■ **Texto**
____

Por Gustavo Burgos
Uno de los lugares comunes más celebrados por la intelectualidad progresista es que “la clase obrera ya no existe”. Según esta lectura, vivimos en una sociedad posindustrial, donde los grandes sujetos serían la “ciudadanía”, la “sociedad civil”, o una elástica “clase media empoderada”. Esta fantasía ha calado profundo en los sectores que hoy ocupan La Moneda. Para el gobierno de Gabriel Boric y su círculo, un círculo que abarca a buena parte de la izquierda aún aquella que no está en el Gobierno, el proletariado no es más que una nostalgia obsoleta. El nuevo sujeto sería una amalgama de “identidades múltiples”, tecnócratas progresistas y una burocracia sindical domesticada.
Pero esta es una falsificación histórica y teórica. Y lo que es más grave, una renuncia política. Porque detrás de esa tesis hay una justificación para el pacto con el gran capital, el imperialismo y el orden burgués.
¿Desapareció la clase obrera?

____

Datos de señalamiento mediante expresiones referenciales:
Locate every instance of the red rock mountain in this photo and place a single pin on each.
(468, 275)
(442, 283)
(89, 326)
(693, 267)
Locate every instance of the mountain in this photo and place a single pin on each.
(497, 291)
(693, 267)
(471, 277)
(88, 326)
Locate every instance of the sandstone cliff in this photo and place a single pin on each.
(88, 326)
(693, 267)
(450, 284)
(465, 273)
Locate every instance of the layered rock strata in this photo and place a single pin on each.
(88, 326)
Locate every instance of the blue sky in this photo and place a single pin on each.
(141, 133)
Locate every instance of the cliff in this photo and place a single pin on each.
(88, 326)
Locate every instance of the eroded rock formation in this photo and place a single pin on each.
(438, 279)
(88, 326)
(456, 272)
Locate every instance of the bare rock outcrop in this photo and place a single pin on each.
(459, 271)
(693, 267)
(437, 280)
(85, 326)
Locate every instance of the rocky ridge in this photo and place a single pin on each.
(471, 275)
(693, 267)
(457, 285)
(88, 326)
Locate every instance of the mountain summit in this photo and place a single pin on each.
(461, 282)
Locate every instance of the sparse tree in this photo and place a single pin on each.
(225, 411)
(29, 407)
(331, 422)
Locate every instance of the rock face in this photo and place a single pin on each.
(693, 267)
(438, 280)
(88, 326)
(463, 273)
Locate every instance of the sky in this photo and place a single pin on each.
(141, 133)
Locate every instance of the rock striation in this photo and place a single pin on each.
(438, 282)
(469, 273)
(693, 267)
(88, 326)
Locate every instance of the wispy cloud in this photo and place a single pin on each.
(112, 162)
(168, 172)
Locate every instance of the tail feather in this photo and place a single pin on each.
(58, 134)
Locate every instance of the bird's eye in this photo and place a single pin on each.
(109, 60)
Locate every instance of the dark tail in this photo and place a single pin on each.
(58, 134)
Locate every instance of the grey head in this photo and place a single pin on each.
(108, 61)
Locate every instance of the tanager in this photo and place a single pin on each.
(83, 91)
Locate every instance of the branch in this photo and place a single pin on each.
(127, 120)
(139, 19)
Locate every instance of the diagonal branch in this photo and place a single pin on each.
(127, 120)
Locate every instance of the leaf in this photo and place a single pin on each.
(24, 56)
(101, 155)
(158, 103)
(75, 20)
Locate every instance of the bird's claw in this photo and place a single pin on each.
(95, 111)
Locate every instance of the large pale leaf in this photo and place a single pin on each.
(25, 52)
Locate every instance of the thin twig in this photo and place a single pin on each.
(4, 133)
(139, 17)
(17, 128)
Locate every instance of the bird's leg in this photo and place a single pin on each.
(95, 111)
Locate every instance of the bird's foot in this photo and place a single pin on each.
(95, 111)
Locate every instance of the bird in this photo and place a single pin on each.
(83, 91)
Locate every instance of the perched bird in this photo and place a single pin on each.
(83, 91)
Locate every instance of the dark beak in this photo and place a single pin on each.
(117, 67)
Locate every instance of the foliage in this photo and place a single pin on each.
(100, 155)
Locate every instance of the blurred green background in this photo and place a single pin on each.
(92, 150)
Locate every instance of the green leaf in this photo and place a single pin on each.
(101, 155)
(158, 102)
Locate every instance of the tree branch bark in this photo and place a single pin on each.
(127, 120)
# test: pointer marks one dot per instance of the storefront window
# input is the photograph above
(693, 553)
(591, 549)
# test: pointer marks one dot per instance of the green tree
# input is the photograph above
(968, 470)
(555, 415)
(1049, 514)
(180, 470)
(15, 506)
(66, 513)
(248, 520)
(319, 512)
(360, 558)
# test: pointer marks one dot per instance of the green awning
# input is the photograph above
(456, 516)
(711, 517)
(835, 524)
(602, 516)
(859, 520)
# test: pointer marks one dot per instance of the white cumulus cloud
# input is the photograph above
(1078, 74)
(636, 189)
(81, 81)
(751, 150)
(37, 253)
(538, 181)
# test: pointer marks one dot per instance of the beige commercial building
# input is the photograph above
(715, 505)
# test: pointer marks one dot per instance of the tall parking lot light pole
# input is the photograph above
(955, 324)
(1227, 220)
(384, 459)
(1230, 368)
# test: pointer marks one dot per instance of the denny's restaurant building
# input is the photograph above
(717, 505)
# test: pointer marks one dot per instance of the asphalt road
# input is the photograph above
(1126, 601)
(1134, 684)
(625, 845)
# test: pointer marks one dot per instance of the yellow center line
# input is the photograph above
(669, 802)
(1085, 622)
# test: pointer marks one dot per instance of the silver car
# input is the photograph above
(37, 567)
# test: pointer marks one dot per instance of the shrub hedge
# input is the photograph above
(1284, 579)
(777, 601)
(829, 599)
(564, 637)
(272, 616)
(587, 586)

____

Según el texto, ¿cuál es uno de los lugares comunes más celebrados por la intelectualidad progresista?

Que “la clase obrera ya no existe”.